Could you reproduce, word for word, everything from the start of the lines below down through the line containing "[[97, 290], [691, 328], [140, 293]]", including that line? Leave the pictures out of your answer.

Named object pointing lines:
▽

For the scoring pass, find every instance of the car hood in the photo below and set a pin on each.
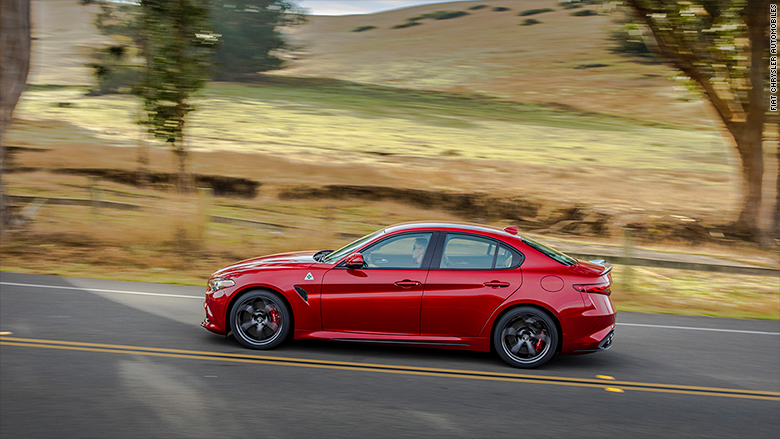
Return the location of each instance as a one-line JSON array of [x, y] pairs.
[[284, 260]]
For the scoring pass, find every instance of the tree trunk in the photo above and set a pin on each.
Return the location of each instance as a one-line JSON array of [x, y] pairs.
[[750, 140], [14, 66], [749, 145], [776, 217]]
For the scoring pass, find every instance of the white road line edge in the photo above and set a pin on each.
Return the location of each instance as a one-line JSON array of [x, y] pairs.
[[97, 290], [691, 328], [140, 293]]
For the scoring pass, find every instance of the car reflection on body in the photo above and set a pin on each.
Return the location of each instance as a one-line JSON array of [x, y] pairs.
[[429, 284]]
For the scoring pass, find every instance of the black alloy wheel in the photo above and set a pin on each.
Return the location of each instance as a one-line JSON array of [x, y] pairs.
[[260, 319], [525, 337]]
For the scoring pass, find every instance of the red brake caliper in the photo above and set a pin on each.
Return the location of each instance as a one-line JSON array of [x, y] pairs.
[[539, 342], [275, 316]]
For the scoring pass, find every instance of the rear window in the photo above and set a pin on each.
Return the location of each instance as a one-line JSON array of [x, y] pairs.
[[563, 258]]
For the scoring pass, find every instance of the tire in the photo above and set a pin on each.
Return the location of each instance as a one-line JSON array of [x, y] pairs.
[[260, 319], [525, 337]]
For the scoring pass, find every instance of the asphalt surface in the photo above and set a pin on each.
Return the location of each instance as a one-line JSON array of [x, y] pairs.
[[82, 358]]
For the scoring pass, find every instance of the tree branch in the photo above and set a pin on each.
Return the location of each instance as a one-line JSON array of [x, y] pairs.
[[687, 64]]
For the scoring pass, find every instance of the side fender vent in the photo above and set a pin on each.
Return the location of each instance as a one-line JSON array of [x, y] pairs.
[[301, 292]]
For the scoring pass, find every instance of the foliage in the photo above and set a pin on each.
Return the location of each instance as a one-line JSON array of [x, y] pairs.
[[721, 45], [112, 70], [630, 39], [535, 11], [178, 47], [251, 39], [584, 13], [363, 28], [111, 66]]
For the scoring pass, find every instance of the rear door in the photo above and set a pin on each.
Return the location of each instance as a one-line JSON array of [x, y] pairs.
[[385, 295], [470, 276]]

△

Solution to this problem:
For the scoring pass, find every instance of the car hood in the photo below and set a pin on each.
Return the location of each instance as a one-line JSON array of [x, y] pairs.
[[284, 260]]
For the scoring pass, find every instance of the tree trunk in the photo above and set a pin on each.
Return the location of each instance as a one-line JSON array of [x, y] pairs.
[[750, 140], [14, 66], [749, 145], [776, 217]]
For the scoring pass, find every instance of the white road line edge in the photo above and set a pin on each.
Return the location of each instance as a one-line JSON array of [x, y] pairs.
[[97, 290], [691, 328], [140, 293]]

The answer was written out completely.